Stored dataset items:
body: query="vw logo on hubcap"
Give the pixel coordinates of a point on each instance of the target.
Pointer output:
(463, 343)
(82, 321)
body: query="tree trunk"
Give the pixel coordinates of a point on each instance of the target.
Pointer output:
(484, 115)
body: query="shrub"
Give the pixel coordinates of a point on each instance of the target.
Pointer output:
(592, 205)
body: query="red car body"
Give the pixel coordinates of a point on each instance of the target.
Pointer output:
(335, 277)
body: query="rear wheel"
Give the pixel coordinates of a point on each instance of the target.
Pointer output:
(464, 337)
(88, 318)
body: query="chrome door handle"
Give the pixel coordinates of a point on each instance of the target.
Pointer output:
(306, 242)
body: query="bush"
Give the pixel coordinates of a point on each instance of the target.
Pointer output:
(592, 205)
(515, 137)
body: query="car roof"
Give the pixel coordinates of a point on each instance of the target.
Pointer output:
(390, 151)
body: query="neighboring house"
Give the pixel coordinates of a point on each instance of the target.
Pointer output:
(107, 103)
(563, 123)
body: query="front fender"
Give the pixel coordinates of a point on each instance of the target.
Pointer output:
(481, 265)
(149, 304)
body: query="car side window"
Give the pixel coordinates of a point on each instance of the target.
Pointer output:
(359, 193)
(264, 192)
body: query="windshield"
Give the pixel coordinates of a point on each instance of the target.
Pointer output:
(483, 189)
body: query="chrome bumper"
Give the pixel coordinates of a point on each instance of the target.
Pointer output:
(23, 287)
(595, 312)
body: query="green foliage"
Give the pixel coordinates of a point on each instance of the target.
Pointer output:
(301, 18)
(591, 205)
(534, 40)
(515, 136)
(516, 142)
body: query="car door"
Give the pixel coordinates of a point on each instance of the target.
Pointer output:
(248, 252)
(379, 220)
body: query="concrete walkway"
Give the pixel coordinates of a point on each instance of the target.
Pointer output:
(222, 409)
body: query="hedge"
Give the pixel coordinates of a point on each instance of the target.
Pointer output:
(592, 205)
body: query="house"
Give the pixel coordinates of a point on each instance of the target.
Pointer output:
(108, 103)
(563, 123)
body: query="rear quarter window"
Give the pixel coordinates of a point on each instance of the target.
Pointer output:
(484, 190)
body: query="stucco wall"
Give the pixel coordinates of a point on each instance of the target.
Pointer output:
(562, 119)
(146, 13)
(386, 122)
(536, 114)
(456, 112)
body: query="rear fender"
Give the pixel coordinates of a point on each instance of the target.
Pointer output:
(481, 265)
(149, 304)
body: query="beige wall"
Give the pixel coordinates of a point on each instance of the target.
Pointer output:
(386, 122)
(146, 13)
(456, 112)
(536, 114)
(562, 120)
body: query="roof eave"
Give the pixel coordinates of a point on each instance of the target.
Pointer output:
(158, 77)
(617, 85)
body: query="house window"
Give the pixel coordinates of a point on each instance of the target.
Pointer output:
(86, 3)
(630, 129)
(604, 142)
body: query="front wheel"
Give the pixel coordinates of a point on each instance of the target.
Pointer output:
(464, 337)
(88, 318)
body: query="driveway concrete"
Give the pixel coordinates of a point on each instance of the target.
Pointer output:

#### [WHAT IS EXPECTED]
Output every entry again, exactly as given.

#### [RESPONSE BOX]
body: query="vw logo on hubcap"
Give the pixel coordinates of a point on each instance of the target.
Pointer output:
(463, 343)
(82, 321)
body: query="tree trunk"
Give the pixel coordinates of a point on each instance of the target.
Pointer output:
(484, 115)
body: query="shrub"
Give the pixel coordinates of a point on each instance of the target.
Pointer output:
(592, 205)
body: query="red car body"
Give the pixel coordinates of a point on each instance of the target.
Pointer output:
(335, 277)
body: query="rear wheel"
Give the pixel coordinates of a point on each instance of the target.
Pointer output:
(464, 337)
(88, 318)
body: query="chrome door handle"
Give the pixel coordinates of a point on each instance of the target.
Pointer output:
(306, 242)
body: query="bush"
Give the pixel coordinates of a point on each instance of the target.
Pointer output:
(592, 205)
(515, 137)
body: query="car roof"
Give the pixel coordinates of a point on each instance of the target.
Pointer output:
(390, 151)
body: query="neighboring house"
Give the pixel coordinates of a point on each instance of the target.
Pointer output:
(107, 103)
(563, 123)
body: query="front fender"
Give the pixel coordinates of a point on each instance of the target.
Pointer output:
(481, 265)
(149, 304)
body: query="car side window"
Give the pixel coordinates of a point on each instance of the target.
Pointer output:
(359, 193)
(264, 192)
body: query="windshield"
Give the pixel coordinates of a point on each instance of the target.
Pointer output:
(483, 189)
body: query="chrome bumper"
Give the pixel coordinates of a point on each instance of the target.
Pointer output:
(23, 287)
(595, 312)
body: query="green foliage"
Give the pixel coordinates of a point on each instance of the target.
Pointer output:
(301, 18)
(591, 205)
(534, 40)
(515, 136)
(516, 142)
body: query="car door"
Give the pixel coordinates of a point on each instance of the target.
Pointer output:
(248, 252)
(379, 220)
body: query="concrete walkway"
Give the pixel coordinates of a point on each instance of the target.
Pointer output:
(222, 409)
body: query="hedge"
Give the pixel coordinates of a point on each instance of the target.
Pointer output:
(592, 205)
body: query="house"
Give the pixel coordinates of a point on each instance of the target.
Pointer output:
(108, 103)
(563, 123)
body: query="rear quarter window"
Give the pixel coordinates of a point on each instance of the target.
Pointer output:
(484, 190)
body: query="stucco wall"
Give the pixel coordinates of a point on each instance of the target.
Pointer output:
(562, 119)
(146, 13)
(386, 122)
(536, 114)
(456, 112)
body: query="rear fender"
Give the pixel coordinates of a point on each instance of the target.
Pointer output:
(481, 265)
(149, 304)
body: query="beige wall"
Give the pixel coordinates of a point on each instance of the target.
Pointer output:
(386, 122)
(146, 13)
(456, 112)
(536, 114)
(562, 120)
body: query="roof eave"
Give the pixel coordinates of a point on each instance of the target.
Pointer output:
(158, 77)
(617, 85)
body: query="house window"
Give the pixel coordinates of a point on each instance of the target.
Pointer output:
(86, 3)
(630, 129)
(604, 142)
body: query="front wheel"
Give the pixel coordinates of a point on each instance of the target.
Pointer output:
(464, 337)
(88, 318)
body: query="driveway concrete"
Give the pixel coordinates of a point on each instance of the target.
Pointer output:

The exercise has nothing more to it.